Риторика и истоки европейской литературной традиции

«…У этого рука отторгается, у того же око исторгается; сей простерт, пораженный в пах, оному же некто разверз чрево… Некто, умертвив того‑то, снимал с павшего доспехи, и некто, приметив его за этим делом, сразив, поверг на труп; а самого этого — еще новый. Один умер, убив многих, а другой — немногих…»[255] — и так далее, и тому подобное.

«Некто, умертвив того‑то…» Просьба к читателю простить вынужденную неловкость нашего перевода; оригинал куда изящнее, но дело в том, что возможности греческого языка по части местоимений гораздо богаче возможностей современного русского языка; между тем чисто местоименный, эмфатически местоименный характер текста должен был оказаться сохраненным во что бы то ни стало. Ведь какую битву описывает Либаний? Сражаются не ахейцы с троянцами, не греки с персами, не афиняне с лакедемонянами, вообще не «свои» с «чужими», не герои, имеющие какое‑то имя и происхождение, какие‑то свойства и цели. Сражаются «имяреки», абстрактные, как точки А и В в геометрии, как икс и игрек в алгебре, как Кай из школьного примера по логике, цитируемого у Толстого в «Смерти Ивана Ильича»: «Кай — человек, люди смертны, потому Кай смертен». Один воин умерщвлен, умертвив многих воинов, — чисто квантитативный характер этой формулы роднит ее с истинами типа: «целое больше части». Наиболее часто повторяющееся, переходящее из фразы в фразу слово — «некто», τις.

«Некто» лишает жизни «того‑то», «сей» — «оного». Эти ситуации битвы очень сознательно и последовательно увидены не как однажды бывшие или могшие быть случаи, но как бесконечно воспроизводимые положения; словно в учебнике логики, положения эти очищены от своих «акциденций» (случайных признаков), т. е. по–нашему от всякой конкретности, и сведены к своим необходимым признакам, к универсальным схемам — к «общим местам». В нашем лексиконе «общее место» (греч. κοινός τόπος) — выражение сугубо нелестное[256].

Но для античного риторического взгляда на вещи κοινός τόπος есть нечто абсолютно необходимое, а потому почтенное. Общее место — инструмент абстрагирования, средство упорядочить, систематизировать пестроту явлений действительности, сделать эту пестроту легко обозримой для рассудка. Стоит вспомнить, что Аристотель в «Риторике» неоднократно говорит о чисто интеллектуальном удовлетворении как источнике «приятности» риторического искусства[257]. Вся античная культура воспитывала вкус к общим местам, и названный выше текст Ли- бания интересен лишь как материализовавшийся на наших глазах логический предел этой весьма широкой тенденции.

* [Что сделать]
**A.** Перечислите все сравнения, с помощью которых текст о риторике описывает абстрактных «имяреков», сражающихся в битве у Либания.
**B.** Изложите суть текста о риторике в двух предложениях.
**C.** Продолжите текст о риторике, начав сразу после его последнего предложения.
Следующий перечень взят из другого источника.

* [Блок данных]

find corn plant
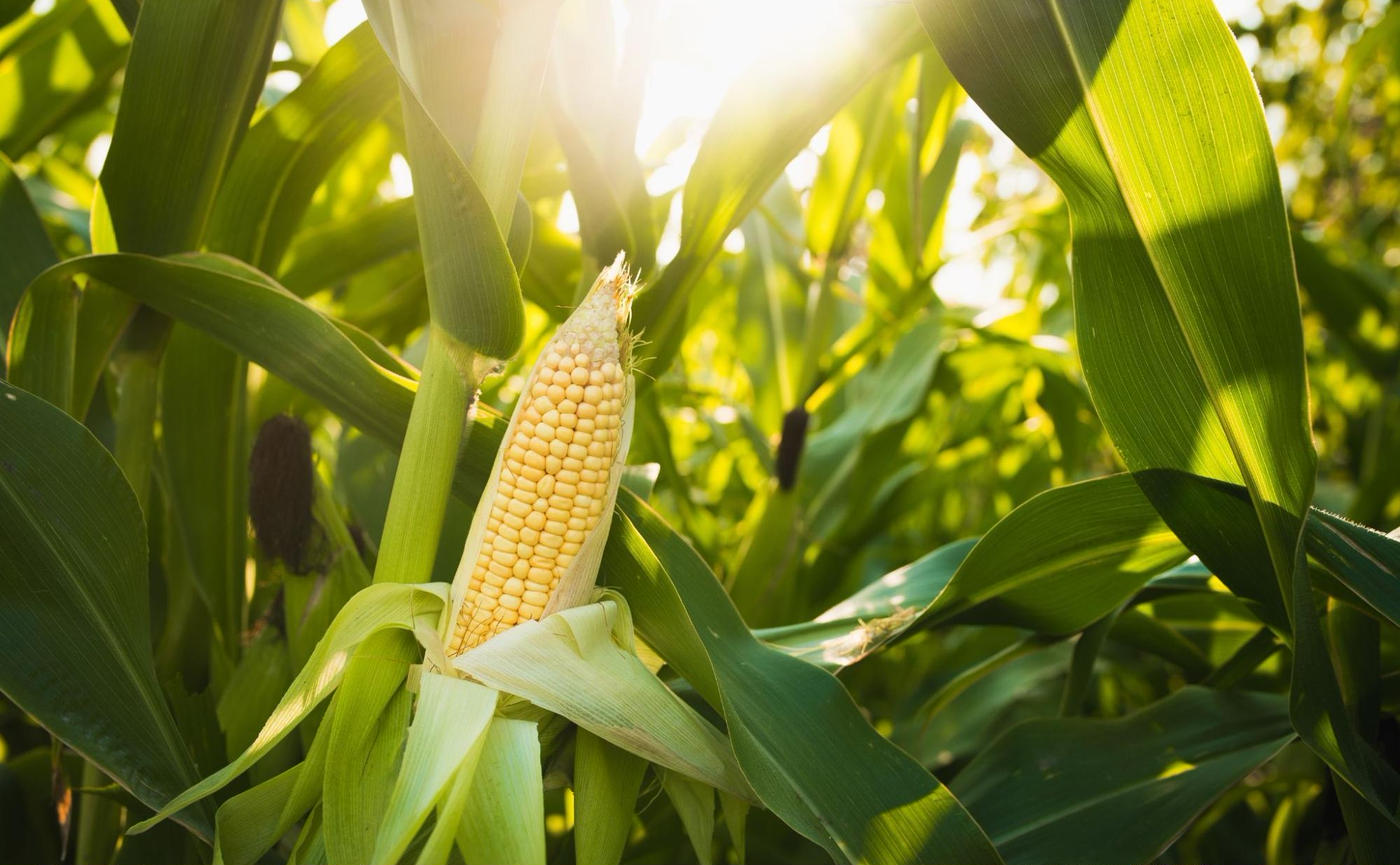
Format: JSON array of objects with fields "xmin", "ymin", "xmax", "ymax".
[{"xmin": 0, "ymin": 0, "xmax": 1400, "ymax": 865}]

* [Ответы к упражнению]
**A.** точки А и В в геометрии; икс и игрек в алгебре; Кай из школьного примера по логике, цитируемого у Толстого в «Смерти Ивана Ильича»

**B.** В описанной Либанием битве сражаются не герои с именем и происхождением, а абстрактные «некто», а сами ситуации боя сведены к универсальным схемам, то есть к «общим местам». В нашем лексиконе «общее место» звучит нелестно, но для античной риторики это необходимый и почтенный инструмент абстрагирования, упорядочивающий пестроту явлений, и вся античная культура воспитывала вкус к общим местам.

**C.**
В экфрасисе Либания поражает этот дух отвлеченного умственного эксперимента, этот уклон к перебору и исчерпанию принципиально представимых возможностей. Дальше идти некуда, разве что в учебнике по логике, или в задачнике по геометрии, или в систематизации юридических казусов. (Заметим на будущее, что логика, геометрия, правоведение — это те области знания, методика которых была разработана еще в античные времена.) Но ведь художественная литература не имеет с рассудочной «сушью» математики или юриспруденции ничего общего; по крайней мере так привыкли думать мы. Ибо в наше время одна из важнейших жизненных функций художественной литературы — компенсировать своим вниманием к единичному, «неповторимому», колоритно–частному разросшуюся абстрагирующую потенцию науки. Тот же несчастный Иван Ильич у Толстого как бы представительствует за всех персонажей литературы этого привычного для нас типа, когда наотрез отказывается применить к себе самому отвлеченный силлогизм о смертности Кая из учебника логики.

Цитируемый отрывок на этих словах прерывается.